What you will do> Print the records below exactly, and do not carry over any picture.

** Opening Exercise data block **

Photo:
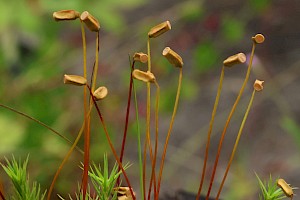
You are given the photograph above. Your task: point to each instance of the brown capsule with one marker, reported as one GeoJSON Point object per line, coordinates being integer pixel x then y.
{"type": "Point", "coordinates": [258, 38]}
{"type": "Point", "coordinates": [235, 59]}
{"type": "Point", "coordinates": [74, 80]}
{"type": "Point", "coordinates": [159, 29]}
{"type": "Point", "coordinates": [100, 93]}
{"type": "Point", "coordinates": [141, 57]}
{"type": "Point", "coordinates": [172, 57]}
{"type": "Point", "coordinates": [258, 85]}
{"type": "Point", "coordinates": [66, 15]}
{"type": "Point", "coordinates": [143, 76]}
{"type": "Point", "coordinates": [90, 21]}
{"type": "Point", "coordinates": [286, 188]}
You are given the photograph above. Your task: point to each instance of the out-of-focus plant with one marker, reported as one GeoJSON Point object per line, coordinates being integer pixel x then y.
{"type": "Point", "coordinates": [17, 172]}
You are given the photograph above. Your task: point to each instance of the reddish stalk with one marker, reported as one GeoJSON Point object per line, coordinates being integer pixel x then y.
{"type": "Point", "coordinates": [86, 121]}
{"type": "Point", "coordinates": [144, 167]}
{"type": "Point", "coordinates": [169, 133]}
{"type": "Point", "coordinates": [236, 143]}
{"type": "Point", "coordinates": [126, 118]}
{"type": "Point", "coordinates": [228, 121]}
{"type": "Point", "coordinates": [153, 177]}
{"type": "Point", "coordinates": [210, 130]}
{"type": "Point", "coordinates": [110, 143]}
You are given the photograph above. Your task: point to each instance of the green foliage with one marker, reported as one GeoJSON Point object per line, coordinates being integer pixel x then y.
{"type": "Point", "coordinates": [205, 56]}
{"type": "Point", "coordinates": [291, 127]}
{"type": "Point", "coordinates": [269, 190]}
{"type": "Point", "coordinates": [79, 195]}
{"type": "Point", "coordinates": [259, 5]}
{"type": "Point", "coordinates": [104, 182]}
{"type": "Point", "coordinates": [18, 175]}
{"type": "Point", "coordinates": [232, 29]}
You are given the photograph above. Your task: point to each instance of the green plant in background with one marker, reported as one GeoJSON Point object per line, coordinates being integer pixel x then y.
{"type": "Point", "coordinates": [17, 172]}
{"type": "Point", "coordinates": [104, 183]}
{"type": "Point", "coordinates": [270, 190]}
{"type": "Point", "coordinates": [107, 185]}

** Closing Exercise data block **

Response to this task>
Photo:
You are given the photograph above. Your task: point to each instance of the brown capsule with one marker, reported as one GeoJSON Point object per line, coordinates being integer pixel x then y.
{"type": "Point", "coordinates": [258, 38]}
{"type": "Point", "coordinates": [235, 59]}
{"type": "Point", "coordinates": [74, 80]}
{"type": "Point", "coordinates": [159, 29]}
{"type": "Point", "coordinates": [100, 93]}
{"type": "Point", "coordinates": [141, 57]}
{"type": "Point", "coordinates": [172, 57]}
{"type": "Point", "coordinates": [258, 85]}
{"type": "Point", "coordinates": [66, 15]}
{"type": "Point", "coordinates": [143, 76]}
{"type": "Point", "coordinates": [90, 21]}
{"type": "Point", "coordinates": [286, 188]}
You are given the photograph above. Your task: point to each instance of the out-of-focus plant with one marker, reported as one GeoJSON Point object per line, coordinates being integer pixel x then y.
{"type": "Point", "coordinates": [17, 172]}
You are given the photograph above. Your task: point to each instance of the reddish stalk with one marker, reported as one GeoJSON Point object per line, coordinates being integer pixel x then y.
{"type": "Point", "coordinates": [86, 121]}
{"type": "Point", "coordinates": [144, 167]}
{"type": "Point", "coordinates": [169, 133]}
{"type": "Point", "coordinates": [236, 143]}
{"type": "Point", "coordinates": [126, 118]}
{"type": "Point", "coordinates": [228, 121]}
{"type": "Point", "coordinates": [153, 177]}
{"type": "Point", "coordinates": [210, 130]}
{"type": "Point", "coordinates": [110, 143]}
You are given the photograph above. Your task: point to each instance of the green foliage with one marker, reported as one GeoJSON Point object per line, coordinates being integer pixel x then y.
{"type": "Point", "coordinates": [205, 56]}
{"type": "Point", "coordinates": [291, 127]}
{"type": "Point", "coordinates": [269, 190]}
{"type": "Point", "coordinates": [79, 195]}
{"type": "Point", "coordinates": [259, 5]}
{"type": "Point", "coordinates": [104, 182]}
{"type": "Point", "coordinates": [18, 175]}
{"type": "Point", "coordinates": [232, 29]}
You are given the photograph above. Your task: point to each instance of the green plant in background with one marker, reported as one GeoJSON Point object per line, coordinates being integer pixel x then y.
{"type": "Point", "coordinates": [17, 172]}
{"type": "Point", "coordinates": [104, 183]}
{"type": "Point", "coordinates": [270, 190]}
{"type": "Point", "coordinates": [107, 185]}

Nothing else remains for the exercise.